- _Entries provided_

========================================================================

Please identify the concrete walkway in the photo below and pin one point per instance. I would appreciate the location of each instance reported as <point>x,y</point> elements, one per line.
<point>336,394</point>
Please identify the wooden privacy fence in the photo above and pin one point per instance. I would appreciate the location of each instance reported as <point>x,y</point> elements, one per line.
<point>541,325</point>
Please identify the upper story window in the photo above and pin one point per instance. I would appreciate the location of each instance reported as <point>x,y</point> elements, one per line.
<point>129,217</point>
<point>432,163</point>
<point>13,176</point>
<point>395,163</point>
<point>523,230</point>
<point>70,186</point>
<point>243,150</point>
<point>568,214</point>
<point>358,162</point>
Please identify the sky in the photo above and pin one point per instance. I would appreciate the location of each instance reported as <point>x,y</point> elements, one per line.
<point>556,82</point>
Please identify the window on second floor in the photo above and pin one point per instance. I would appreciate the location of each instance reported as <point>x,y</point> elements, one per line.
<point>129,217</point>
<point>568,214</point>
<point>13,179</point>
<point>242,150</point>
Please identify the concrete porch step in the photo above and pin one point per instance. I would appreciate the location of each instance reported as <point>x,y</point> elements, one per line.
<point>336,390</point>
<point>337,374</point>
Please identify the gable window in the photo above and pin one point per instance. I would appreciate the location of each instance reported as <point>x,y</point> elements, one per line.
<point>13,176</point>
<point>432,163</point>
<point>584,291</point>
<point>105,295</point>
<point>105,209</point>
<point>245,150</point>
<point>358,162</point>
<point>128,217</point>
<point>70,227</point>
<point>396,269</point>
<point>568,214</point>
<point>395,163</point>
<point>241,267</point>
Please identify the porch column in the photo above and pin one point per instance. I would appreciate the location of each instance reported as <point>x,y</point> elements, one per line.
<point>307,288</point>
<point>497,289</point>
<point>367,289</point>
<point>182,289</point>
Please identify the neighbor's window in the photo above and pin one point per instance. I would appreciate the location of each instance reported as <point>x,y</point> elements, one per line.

========================================================================

- _Assignment_
Print every record exactly as it was given.

- _Answer to the exercise_
Please identify the concrete walkway in the photo below and pin one point per instance. I would appreciate the location of each instance reported as <point>x,y</point> elements, one per line.
<point>336,394</point>
Please identify the wooden privacy fence in the photo above and pin one point per instance. I would appreciate the location of each instance reported as <point>x,y</point> elements, one per line.
<point>541,325</point>
Please identify the upper story window in the photo above and pin one point per instance. I would appreciate the location of each instance reported as <point>x,y</point> elements, one per line.
<point>129,217</point>
<point>432,163</point>
<point>13,176</point>
<point>395,163</point>
<point>523,230</point>
<point>70,186</point>
<point>243,150</point>
<point>568,214</point>
<point>358,162</point>
Please identify the sky in the photo above and pin one point per instance. I would appreciate the location of each instance reported as <point>x,y</point> elements, one per line.
<point>556,82</point>
Please identify the window on second floor in the photo above and pin one point per instance. I would appreciate the location of each instance reported as <point>x,y</point> elements, one per line.
<point>129,217</point>
<point>568,214</point>
<point>13,179</point>
<point>242,150</point>
Please identify the concrete porch step in the photo above and pin one point per instance. I would appreciate the location of each instance reported as <point>x,y</point> elements, one per line.
<point>336,390</point>
<point>337,374</point>
Please identify the gable window in the photo above and pin one point per instance. I would appreciate the location of each instance reported as <point>x,y</point> elements, one per line.
<point>13,176</point>
<point>432,163</point>
<point>584,291</point>
<point>105,295</point>
<point>105,209</point>
<point>245,150</point>
<point>358,162</point>
<point>128,217</point>
<point>70,227</point>
<point>396,269</point>
<point>568,214</point>
<point>395,163</point>
<point>241,267</point>
Please identify the porch column in the photo above and pin one point per instance. I would appreciate the location of each instance reported as <point>x,y</point> elements, one per line.
<point>307,288</point>
<point>497,289</point>
<point>367,289</point>
<point>182,289</point>
Please identify the neighbor's window in the photo above and pin one point per instance. I would appreciate the location of each instance reported as <point>x,y</point> elements, one per line.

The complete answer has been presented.